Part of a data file
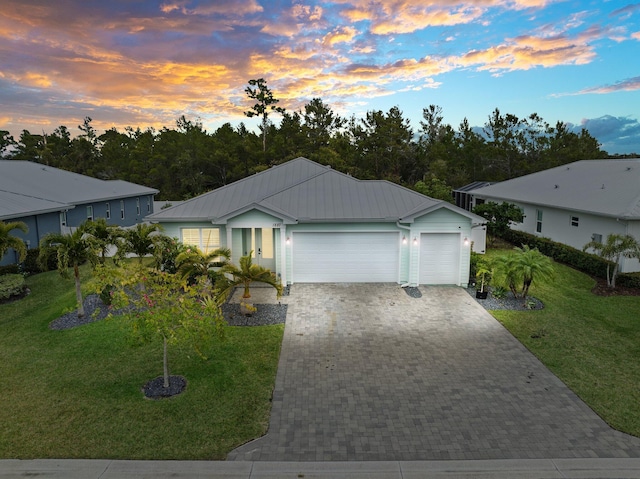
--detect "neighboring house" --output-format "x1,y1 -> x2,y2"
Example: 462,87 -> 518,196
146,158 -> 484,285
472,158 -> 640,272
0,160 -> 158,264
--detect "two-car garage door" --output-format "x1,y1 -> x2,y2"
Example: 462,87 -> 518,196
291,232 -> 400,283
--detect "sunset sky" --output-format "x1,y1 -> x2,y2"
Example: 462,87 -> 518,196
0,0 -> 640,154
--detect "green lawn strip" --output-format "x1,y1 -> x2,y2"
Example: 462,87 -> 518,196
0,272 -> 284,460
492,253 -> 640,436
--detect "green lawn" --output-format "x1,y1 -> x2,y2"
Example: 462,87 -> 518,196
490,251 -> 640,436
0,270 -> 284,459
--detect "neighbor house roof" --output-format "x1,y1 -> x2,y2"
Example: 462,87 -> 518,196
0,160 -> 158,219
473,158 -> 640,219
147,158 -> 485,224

---

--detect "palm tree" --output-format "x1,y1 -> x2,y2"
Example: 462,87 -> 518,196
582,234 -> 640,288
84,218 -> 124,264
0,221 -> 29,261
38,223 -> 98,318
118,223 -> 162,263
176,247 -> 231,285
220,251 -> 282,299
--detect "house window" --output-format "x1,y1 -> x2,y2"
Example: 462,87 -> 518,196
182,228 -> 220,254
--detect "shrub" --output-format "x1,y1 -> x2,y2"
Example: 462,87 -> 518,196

--

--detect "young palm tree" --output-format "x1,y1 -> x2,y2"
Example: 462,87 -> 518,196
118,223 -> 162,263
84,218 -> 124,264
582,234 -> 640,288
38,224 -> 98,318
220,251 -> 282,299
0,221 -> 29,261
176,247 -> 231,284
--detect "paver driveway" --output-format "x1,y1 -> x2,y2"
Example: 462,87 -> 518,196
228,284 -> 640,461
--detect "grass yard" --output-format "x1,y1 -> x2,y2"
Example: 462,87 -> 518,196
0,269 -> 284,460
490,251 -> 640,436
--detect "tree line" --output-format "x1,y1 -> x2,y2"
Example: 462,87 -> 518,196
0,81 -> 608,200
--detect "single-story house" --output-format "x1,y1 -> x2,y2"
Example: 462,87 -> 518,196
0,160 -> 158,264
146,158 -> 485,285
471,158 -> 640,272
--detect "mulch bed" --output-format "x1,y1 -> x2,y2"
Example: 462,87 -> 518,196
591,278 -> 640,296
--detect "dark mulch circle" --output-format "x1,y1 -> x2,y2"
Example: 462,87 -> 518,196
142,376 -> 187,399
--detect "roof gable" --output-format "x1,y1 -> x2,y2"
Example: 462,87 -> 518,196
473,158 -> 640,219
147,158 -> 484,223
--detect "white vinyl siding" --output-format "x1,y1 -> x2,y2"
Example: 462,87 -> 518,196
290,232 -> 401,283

The task: How many lines in the data file above contain the word "palm"? Reply with the number alone.

Result of this exercise: 2